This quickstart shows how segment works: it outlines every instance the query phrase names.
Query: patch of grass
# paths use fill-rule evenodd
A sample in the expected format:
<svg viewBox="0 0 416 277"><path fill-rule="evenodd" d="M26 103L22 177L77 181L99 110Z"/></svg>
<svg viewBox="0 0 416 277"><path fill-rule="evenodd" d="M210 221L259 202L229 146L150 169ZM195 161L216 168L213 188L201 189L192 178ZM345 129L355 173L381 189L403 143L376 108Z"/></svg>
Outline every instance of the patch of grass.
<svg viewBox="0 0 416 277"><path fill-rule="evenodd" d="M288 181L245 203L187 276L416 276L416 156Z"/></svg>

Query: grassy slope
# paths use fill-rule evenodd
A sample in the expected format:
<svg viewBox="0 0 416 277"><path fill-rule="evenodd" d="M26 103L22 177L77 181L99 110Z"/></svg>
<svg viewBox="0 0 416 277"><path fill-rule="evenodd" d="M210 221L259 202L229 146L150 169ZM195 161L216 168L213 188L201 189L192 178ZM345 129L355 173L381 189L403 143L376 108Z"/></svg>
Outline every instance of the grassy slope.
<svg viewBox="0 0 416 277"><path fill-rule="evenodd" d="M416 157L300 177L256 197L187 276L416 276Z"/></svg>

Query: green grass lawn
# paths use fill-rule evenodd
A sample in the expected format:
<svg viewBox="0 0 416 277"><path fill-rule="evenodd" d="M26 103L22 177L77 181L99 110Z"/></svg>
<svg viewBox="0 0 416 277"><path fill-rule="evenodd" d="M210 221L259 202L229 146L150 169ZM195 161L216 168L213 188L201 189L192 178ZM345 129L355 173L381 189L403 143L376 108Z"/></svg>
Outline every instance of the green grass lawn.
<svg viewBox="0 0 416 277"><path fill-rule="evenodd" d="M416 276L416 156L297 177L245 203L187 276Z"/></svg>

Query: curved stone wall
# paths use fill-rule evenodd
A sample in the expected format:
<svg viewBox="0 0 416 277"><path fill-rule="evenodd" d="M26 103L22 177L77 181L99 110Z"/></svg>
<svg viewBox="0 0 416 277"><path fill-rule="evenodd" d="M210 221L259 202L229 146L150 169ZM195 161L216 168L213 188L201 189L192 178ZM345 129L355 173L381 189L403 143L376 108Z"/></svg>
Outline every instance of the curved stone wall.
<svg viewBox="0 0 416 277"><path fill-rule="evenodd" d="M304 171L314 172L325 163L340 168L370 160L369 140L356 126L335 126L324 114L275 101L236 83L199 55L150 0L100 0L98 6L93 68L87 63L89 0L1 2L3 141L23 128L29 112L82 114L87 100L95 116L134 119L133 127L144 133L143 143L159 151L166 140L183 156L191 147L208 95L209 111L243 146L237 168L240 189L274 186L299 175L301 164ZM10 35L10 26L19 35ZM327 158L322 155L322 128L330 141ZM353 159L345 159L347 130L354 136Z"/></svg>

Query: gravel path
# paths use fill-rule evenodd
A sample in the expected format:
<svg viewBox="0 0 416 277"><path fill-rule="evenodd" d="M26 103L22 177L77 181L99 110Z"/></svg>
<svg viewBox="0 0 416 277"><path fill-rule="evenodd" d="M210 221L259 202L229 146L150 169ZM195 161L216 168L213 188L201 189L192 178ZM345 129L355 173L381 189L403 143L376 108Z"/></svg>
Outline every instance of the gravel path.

DO THIS ::
Copy out all of the lines above word for word, changing nothing.

RESULT OF THE TASK ::
This quickstart shows how segment works: it outlines every instance the query phrase names.
Query: patch of grass
# paths use fill-rule evenodd
A sample in the expected format:
<svg viewBox="0 0 416 277"><path fill-rule="evenodd" d="M26 103L22 177L77 181L99 110Z"/></svg>
<svg viewBox="0 0 416 277"><path fill-rule="evenodd" d="M210 221L259 202L229 146L150 169ZM195 161L216 168L213 188L201 189L192 178ZM345 129L355 173L381 189L403 143L376 108Z"/></svg>
Outline every instance of the patch of grass.
<svg viewBox="0 0 416 277"><path fill-rule="evenodd" d="M288 181L245 203L187 276L416 276L416 156Z"/></svg>

Query: grassy slope
# paths use fill-rule evenodd
A sample in the expected format:
<svg viewBox="0 0 416 277"><path fill-rule="evenodd" d="M26 103L22 177L77 181L99 110Z"/></svg>
<svg viewBox="0 0 416 277"><path fill-rule="evenodd" d="M210 221L259 202L229 146L150 169ZM195 161L216 168L213 188L201 189L192 178ZM345 129L355 173L381 189L403 143L376 108Z"/></svg>
Outline every instance of the grassy slope.
<svg viewBox="0 0 416 277"><path fill-rule="evenodd" d="M416 157L300 177L256 197L187 276L416 276Z"/></svg>

Query: green grass lawn
# paths use fill-rule evenodd
A sample in the expected format:
<svg viewBox="0 0 416 277"><path fill-rule="evenodd" d="M26 103L22 177L77 181L99 110Z"/></svg>
<svg viewBox="0 0 416 277"><path fill-rule="evenodd" d="M210 221L259 202L229 146L150 169ZM195 161L216 168L213 188L201 189L192 178ZM345 129L355 173L381 189L403 143L376 108Z"/></svg>
Outline every instance of the green grass lawn.
<svg viewBox="0 0 416 277"><path fill-rule="evenodd" d="M416 276L416 156L297 177L245 203L187 276Z"/></svg>

Query: curved stone wall
# paths use fill-rule evenodd
A sample in the expected format:
<svg viewBox="0 0 416 277"><path fill-rule="evenodd" d="M26 103L22 177L77 181L99 110Z"/></svg>
<svg viewBox="0 0 416 277"><path fill-rule="evenodd" d="M210 221L259 202L229 146L150 169ZM195 161L216 168L213 188L201 189L192 178ZM345 129L355 173L381 189L403 143L376 108Z"/></svg>
Outline every instance of the curved stone wall.
<svg viewBox="0 0 416 277"><path fill-rule="evenodd" d="M304 171L314 172L325 163L340 168L370 160L369 140L356 126L335 126L324 114L275 101L236 83L199 55L150 0L100 0L98 6L93 68L87 63L89 0L1 2L3 141L23 128L29 112L82 114L87 100L95 116L134 119L133 127L144 133L143 143L159 151L166 140L183 156L191 147L208 95L209 111L243 146L237 168L240 189L274 186L299 175L301 164ZM10 35L10 26L19 35ZM327 158L322 155L322 128L330 141ZM353 159L345 159L347 130L354 136Z"/></svg>

Query: gravel path
# paths use fill-rule evenodd
A sample in the expected format:
<svg viewBox="0 0 416 277"><path fill-rule="evenodd" d="M26 103L22 177L77 181L99 110Z"/></svg>
<svg viewBox="0 0 416 277"><path fill-rule="evenodd" d="M210 221L259 202L229 146L150 169ZM195 161L216 168L213 188L201 189L192 178ZM345 129L355 173L381 189L403 143L376 108Z"/></svg>
Outline every instance of the gravel path.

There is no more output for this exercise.